-- BEGIN Supplied data --

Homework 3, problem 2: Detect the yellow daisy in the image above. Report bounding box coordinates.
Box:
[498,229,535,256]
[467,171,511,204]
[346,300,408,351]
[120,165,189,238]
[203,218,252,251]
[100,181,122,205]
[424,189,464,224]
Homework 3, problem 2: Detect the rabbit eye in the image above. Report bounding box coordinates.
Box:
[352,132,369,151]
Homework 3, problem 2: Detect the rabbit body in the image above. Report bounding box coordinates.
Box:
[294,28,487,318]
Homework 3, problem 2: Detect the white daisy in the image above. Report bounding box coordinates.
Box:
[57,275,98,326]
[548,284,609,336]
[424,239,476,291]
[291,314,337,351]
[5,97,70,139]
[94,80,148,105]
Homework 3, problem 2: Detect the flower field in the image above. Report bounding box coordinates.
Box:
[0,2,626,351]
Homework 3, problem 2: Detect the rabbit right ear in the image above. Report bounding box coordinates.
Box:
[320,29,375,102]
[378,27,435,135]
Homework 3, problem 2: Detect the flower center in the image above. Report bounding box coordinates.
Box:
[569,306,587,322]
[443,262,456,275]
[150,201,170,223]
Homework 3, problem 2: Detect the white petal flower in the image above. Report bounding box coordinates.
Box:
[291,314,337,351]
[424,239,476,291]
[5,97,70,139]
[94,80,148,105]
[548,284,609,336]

-- END Supplied data --

■ **Task statement**
Please print all of the rows above again, unchanged and in the same order.

■ **Result of this exercise**
Homework 3, problem 2: Detect the yellow daisy in the image above. Report bounding box coordinates.
Box:
[498,229,535,256]
[467,171,511,204]
[346,300,408,351]
[120,165,189,238]
[203,218,252,251]
[100,181,122,205]
[424,189,464,224]
Homework 3, problem 2: Detect the rabbit eye in the image above. Report bounding box coordinates.
Box:
[352,132,369,151]
Homework 3, problem 2: Detect the rabbit body in the image above. Report bounding box coordinates.
Box:
[294,28,487,318]
Homework 3, problem 2: Detect the white daisy in the image above. Report bounding box coordinates.
Box:
[57,275,98,326]
[548,284,609,336]
[424,239,476,291]
[291,314,337,351]
[5,97,70,139]
[94,80,148,105]
Homework 3, problem 2: Detect the flower field in the image above. Report bounding box coordinates.
Box:
[0,2,626,351]
Homework 3, problem 2: Detect the rabbit right ear in the image above. Report bounding box coordinates.
Box:
[320,29,375,102]
[378,27,435,135]
Homework 3, problem 2: Detect the flower center in the image above. Report bounding box coordinates.
Box:
[569,306,587,322]
[443,262,456,275]
[150,201,170,223]
Homework 3, problem 2: Detect the white petal flower in the image above. Report bounding box coordinates.
Box:
[291,314,337,351]
[424,239,476,291]
[5,97,70,139]
[94,80,148,105]
[548,284,609,336]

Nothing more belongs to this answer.